Page extract ::
━━━━━━━━━━
Early medieval Welsh kingdom

Ergyng (or Erging) was a Brittonic kingdom of the sub-Roman and early medieval period, in south-east Wales, and part of what is currently the West Midlands between the 5th and 7th centuries. It was later referred to by the English as Archenfield.

==Location==
The kingdom lay mostly in what is now western Herefordshire (now in England), its heartland between the River Monnow and River Wye. However, it also spread into modern Monmouthshire and east of the Wye, where sits the old Roman town of Ariconium (Welsh: Ergyng) at Weston under Penyard from which its name may derive; it may have been the first capital. Some maps show Ergyng extending across what is now the Forest of Dean to the River Severn.

==Monarchy==
After the withdrawal of the Roman legions from Britain in 410 AD, new smaller political entities took the place of the centralised structure. The area was originally part of the Kingdom of Glywysing (modern Glamorgan) and the Kingdom of Gwent, but seems to have become independent for a period under Peibio Clafrog in the 5th or 6th century and again under Gwrfoddw Hen in the early 7th century. Peibio was the grandfather of Saint Dubricius (or Dyfrig), the first Bishop of Ergyng and an important figure in the establishment of Christianity in South Wales. He founded large teaching monasteries at Llanfrother near Hoarwithy and at Moccas, and a bishopric seems to have been based at St Constantine's Church at Goodrich.

Dubricius' cousin, Gwrgan Fawr (the Great) was one of its most important monarchs and may have obtained sway over Glamorgan as far as the River Neath. In the middle of the 7th century, Onbraust of Ergyng married Meurig of Gwent, and their son Athrwys became king of both kingdoms. Ergyng eventually became a mere cantref, the Welsh equivalent of a hundred.
━━━━━━━━━━
Data entries:
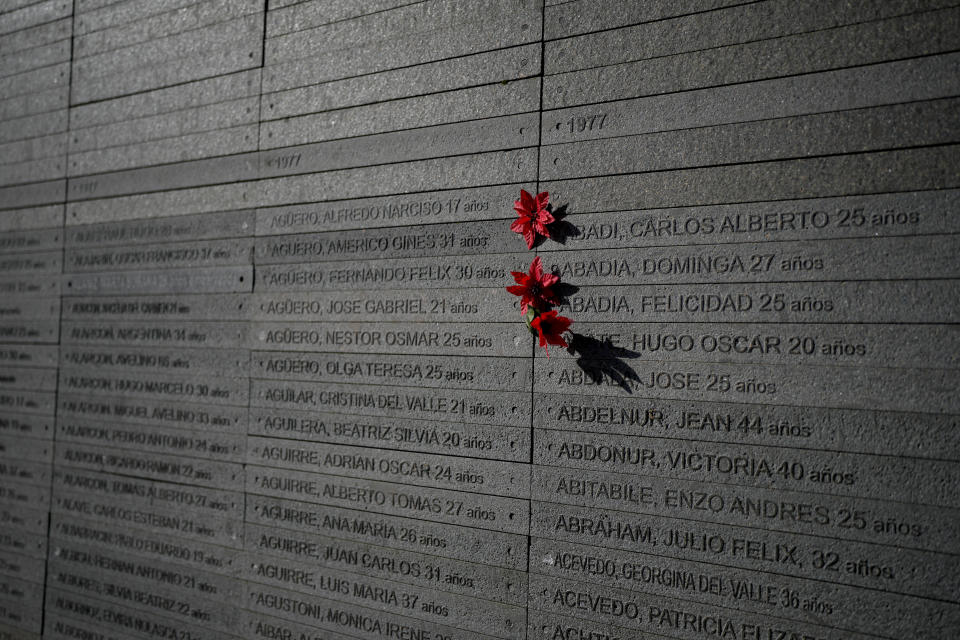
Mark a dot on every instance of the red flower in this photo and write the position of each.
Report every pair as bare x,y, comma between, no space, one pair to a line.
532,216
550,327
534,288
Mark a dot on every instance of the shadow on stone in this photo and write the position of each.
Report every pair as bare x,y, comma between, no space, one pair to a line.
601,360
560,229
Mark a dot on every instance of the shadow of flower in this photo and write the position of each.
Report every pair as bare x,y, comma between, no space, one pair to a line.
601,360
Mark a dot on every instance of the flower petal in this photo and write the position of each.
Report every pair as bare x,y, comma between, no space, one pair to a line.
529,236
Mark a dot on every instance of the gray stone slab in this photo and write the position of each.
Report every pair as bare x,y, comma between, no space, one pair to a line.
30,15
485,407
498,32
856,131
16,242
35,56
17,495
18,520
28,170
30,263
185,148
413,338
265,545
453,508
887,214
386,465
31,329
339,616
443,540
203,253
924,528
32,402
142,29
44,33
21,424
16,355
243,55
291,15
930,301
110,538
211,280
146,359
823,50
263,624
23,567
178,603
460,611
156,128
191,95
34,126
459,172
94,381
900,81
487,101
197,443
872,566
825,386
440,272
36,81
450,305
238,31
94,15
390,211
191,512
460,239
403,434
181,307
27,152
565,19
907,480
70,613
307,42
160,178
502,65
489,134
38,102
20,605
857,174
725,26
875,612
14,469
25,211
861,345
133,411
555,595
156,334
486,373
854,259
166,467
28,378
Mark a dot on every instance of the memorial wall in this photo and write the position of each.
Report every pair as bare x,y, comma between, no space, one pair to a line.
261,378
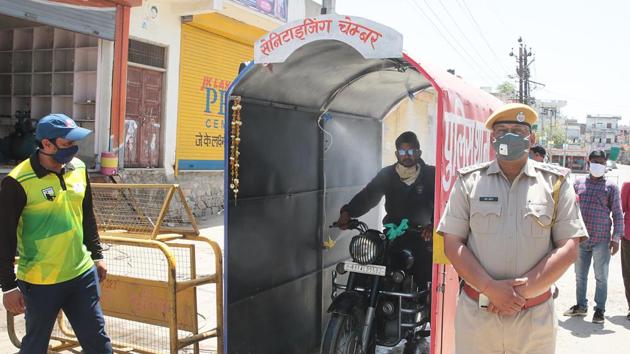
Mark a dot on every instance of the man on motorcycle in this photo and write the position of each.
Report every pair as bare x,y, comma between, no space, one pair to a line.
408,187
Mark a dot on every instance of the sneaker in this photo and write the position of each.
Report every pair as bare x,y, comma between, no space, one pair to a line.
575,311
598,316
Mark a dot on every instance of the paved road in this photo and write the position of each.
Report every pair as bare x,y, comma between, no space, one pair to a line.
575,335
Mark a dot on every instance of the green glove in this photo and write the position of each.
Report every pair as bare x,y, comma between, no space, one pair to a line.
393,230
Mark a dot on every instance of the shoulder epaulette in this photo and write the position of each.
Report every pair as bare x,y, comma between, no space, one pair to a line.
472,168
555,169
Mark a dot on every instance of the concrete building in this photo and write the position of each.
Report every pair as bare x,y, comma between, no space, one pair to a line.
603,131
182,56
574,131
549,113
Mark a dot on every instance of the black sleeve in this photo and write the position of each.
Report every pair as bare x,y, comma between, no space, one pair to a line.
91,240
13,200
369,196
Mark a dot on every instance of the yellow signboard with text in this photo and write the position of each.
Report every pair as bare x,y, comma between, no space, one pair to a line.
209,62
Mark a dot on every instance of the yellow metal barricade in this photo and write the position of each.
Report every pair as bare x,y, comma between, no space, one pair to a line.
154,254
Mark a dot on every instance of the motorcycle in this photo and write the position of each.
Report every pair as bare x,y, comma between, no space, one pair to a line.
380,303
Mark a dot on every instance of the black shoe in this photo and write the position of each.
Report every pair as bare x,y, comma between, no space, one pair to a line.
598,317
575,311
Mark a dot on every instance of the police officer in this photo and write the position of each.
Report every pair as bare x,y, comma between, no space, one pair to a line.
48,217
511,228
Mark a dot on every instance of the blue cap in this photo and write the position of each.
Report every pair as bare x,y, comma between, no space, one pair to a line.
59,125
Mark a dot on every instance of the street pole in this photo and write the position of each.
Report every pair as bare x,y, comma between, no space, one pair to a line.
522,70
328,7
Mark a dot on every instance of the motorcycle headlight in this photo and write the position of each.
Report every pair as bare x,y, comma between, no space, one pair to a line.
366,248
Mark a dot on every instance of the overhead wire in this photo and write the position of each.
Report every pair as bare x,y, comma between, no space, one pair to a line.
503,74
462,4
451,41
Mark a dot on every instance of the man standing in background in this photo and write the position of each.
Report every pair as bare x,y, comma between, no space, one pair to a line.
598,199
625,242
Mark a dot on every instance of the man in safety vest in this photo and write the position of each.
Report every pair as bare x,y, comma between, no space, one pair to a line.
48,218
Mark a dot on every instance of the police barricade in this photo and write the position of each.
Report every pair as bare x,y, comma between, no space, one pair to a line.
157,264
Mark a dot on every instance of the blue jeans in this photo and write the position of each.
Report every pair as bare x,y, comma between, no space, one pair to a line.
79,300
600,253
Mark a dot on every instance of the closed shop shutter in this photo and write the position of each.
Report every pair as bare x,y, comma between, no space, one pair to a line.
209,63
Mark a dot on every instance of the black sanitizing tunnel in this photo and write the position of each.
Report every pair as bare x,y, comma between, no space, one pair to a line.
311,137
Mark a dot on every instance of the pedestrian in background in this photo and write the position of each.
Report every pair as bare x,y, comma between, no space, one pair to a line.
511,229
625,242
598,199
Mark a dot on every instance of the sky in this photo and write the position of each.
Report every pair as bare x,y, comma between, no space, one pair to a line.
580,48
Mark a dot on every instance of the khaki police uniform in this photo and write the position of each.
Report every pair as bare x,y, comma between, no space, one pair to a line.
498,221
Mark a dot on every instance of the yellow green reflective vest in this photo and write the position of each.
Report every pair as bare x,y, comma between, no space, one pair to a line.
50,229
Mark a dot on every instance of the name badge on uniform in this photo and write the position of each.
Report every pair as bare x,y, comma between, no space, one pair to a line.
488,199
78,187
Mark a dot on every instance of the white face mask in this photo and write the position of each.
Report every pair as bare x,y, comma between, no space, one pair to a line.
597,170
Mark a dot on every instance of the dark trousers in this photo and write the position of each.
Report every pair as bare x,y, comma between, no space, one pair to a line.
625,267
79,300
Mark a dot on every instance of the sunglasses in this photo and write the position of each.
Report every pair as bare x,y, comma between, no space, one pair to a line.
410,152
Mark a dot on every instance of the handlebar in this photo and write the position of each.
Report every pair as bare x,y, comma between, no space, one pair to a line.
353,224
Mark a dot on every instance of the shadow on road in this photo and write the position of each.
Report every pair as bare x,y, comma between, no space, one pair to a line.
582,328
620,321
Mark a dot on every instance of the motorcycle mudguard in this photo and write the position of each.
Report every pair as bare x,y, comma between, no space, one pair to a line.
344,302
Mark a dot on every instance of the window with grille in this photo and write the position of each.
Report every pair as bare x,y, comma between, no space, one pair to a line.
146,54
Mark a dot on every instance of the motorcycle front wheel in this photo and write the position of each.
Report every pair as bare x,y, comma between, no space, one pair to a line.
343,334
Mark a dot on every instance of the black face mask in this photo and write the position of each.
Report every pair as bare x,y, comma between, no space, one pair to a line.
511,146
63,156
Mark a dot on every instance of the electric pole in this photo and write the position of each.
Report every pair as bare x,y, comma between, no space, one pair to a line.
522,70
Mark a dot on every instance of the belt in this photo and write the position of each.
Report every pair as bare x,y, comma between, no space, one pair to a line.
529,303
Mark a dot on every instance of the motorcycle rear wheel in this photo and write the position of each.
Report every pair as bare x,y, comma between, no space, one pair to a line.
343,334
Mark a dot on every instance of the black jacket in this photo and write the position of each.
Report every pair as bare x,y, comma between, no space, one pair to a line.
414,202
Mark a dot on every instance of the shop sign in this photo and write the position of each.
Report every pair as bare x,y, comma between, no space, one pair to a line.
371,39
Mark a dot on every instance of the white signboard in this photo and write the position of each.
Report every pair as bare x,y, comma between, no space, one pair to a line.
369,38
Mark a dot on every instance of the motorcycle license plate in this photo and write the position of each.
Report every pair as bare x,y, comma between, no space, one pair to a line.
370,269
━━━━━━━━━━
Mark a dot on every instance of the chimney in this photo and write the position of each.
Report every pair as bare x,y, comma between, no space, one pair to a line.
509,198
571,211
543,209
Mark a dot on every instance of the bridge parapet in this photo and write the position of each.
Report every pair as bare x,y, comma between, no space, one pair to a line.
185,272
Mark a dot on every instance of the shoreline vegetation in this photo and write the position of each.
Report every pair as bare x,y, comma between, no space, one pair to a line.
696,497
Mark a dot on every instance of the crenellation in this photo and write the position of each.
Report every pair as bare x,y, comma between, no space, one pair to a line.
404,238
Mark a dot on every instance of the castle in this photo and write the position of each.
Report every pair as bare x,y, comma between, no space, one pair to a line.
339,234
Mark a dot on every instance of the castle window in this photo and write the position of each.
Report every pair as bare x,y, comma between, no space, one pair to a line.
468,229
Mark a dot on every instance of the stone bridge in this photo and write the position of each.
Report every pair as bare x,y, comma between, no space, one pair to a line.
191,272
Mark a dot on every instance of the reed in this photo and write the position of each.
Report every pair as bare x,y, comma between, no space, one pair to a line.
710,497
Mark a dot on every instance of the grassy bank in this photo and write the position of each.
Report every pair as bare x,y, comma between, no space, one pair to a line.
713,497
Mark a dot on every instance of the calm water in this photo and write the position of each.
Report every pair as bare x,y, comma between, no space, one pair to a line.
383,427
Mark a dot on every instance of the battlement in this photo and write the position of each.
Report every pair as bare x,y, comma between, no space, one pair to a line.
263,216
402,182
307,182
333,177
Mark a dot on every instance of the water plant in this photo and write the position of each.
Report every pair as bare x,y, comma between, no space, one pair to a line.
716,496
━━━━━━━━━━
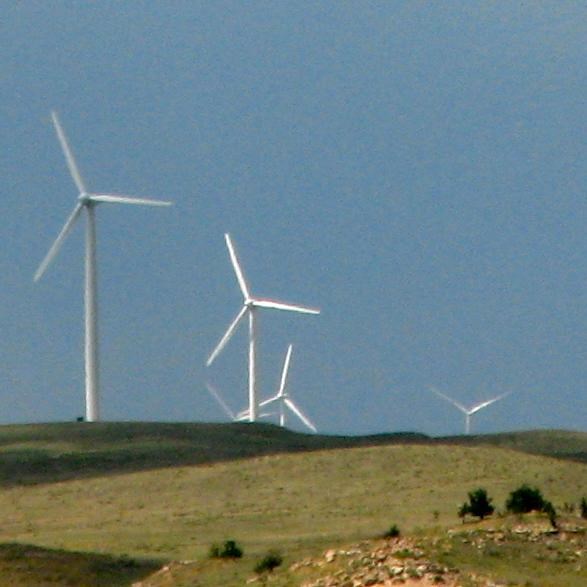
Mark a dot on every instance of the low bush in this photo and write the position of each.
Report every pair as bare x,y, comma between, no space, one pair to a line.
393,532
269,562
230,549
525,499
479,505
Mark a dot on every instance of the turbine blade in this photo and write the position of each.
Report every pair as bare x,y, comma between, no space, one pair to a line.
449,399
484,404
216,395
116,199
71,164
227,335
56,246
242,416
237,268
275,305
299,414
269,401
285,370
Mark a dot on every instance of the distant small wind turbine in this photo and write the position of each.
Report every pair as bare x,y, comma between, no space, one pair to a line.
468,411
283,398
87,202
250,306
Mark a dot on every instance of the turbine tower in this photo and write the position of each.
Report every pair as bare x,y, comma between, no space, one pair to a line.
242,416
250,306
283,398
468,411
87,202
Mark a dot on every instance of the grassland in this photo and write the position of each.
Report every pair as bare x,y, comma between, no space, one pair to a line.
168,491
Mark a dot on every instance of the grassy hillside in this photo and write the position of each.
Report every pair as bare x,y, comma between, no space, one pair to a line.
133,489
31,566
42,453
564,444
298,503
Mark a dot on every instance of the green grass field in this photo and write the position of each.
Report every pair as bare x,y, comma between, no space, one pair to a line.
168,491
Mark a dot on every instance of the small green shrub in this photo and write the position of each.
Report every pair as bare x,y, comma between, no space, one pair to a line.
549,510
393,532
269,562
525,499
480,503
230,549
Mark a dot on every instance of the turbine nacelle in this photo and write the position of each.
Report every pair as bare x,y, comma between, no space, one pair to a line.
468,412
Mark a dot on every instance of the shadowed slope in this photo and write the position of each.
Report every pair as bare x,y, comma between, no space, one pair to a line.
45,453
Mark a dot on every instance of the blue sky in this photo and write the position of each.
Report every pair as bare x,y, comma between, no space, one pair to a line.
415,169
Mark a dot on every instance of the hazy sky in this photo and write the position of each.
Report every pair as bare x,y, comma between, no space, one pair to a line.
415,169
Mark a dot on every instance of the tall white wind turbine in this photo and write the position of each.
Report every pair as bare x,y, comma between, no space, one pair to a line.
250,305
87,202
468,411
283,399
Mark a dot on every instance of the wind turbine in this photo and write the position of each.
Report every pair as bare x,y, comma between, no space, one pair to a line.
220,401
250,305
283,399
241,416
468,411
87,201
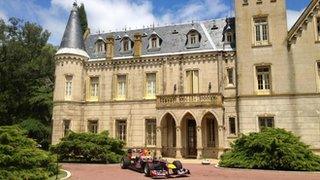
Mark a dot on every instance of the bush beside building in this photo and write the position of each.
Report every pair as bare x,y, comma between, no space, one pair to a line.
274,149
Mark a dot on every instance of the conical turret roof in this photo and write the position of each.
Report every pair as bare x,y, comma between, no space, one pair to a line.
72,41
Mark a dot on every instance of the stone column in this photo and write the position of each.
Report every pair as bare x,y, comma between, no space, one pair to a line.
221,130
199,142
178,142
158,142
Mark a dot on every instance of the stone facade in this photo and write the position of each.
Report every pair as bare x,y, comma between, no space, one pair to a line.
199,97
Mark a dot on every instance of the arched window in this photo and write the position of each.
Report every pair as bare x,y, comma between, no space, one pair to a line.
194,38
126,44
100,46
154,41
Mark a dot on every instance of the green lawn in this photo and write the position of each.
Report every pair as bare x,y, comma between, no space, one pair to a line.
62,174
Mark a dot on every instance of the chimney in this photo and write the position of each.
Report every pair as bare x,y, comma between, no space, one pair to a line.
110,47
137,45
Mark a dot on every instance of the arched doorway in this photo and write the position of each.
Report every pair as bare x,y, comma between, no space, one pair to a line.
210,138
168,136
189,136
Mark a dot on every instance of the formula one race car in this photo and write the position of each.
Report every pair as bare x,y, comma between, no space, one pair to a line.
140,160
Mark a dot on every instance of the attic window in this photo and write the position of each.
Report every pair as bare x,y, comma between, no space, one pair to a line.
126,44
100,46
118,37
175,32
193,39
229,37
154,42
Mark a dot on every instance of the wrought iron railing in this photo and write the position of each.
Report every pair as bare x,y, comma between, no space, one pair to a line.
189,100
━━━━━━━━━━
Work instructions ::
a: Extract the passage of the Ergyng text from "Ergyng (or Erging)" up to and including "English as Archenfield.".
b: Answer these questions using the Ergyng text:
(i) By what name did the English later refer to Ergyng?
(ii) What old Roman town at Weston under Penyard may the kingdom's name derive from?
(iii) Whom did Onbraust of Ergyng marry in the middle of the 7th century?
c: Carry on the text about the kingdom of Ergyng from the point where it stops.
These lines have no connection to the text about Ergyng.

Results of the exercise ::
a:
Ergyng (or Erging) was a Brittonic kingdom of the sub-Roman and early medieval period, in south-east Wales, and part of what is currently the West Midlands between the 5th and 7th centuries. It was later referred to by the English as Archenfield.

b:
(i) Archenfield
(ii) Ariconium
(iii) Meurig of Gwent

c:
==Later history==

By the 8th century, the expanding power of Mercia led to conflict with the native British, and by the 9th century the Mercians had gained control over the area and nearby Hereford. The sites of old British churches fell to Mercia, and the British became foreigners – or, in the English language, "Welsh" – in what had been their own land. Compared to other areas of South Wales rather few early place names in the area have survived, for which the early arrival of the English language may be partly responsible. The rump of Ergyng then became known to the English as Arcenefelde or Archenfield. Although its Welsh-speaking inhabitants retained special rights, the area was unequivocally incorporated into the English county of Hereford in the Laws in Wales Acts of 1535 and 1542.

Archenfield was still Welsh enough in the time of Elizabeth for the bishop of Hereford to be made responsible together with the four Welsh bishops for the translation of the Bible and the Book of Common Prayer into Welsh. Welsh was still commonly spoken here in the first half of the nineteenth century, and we are told that churchwardens' notices were put up in both Welsh and English until about 1860.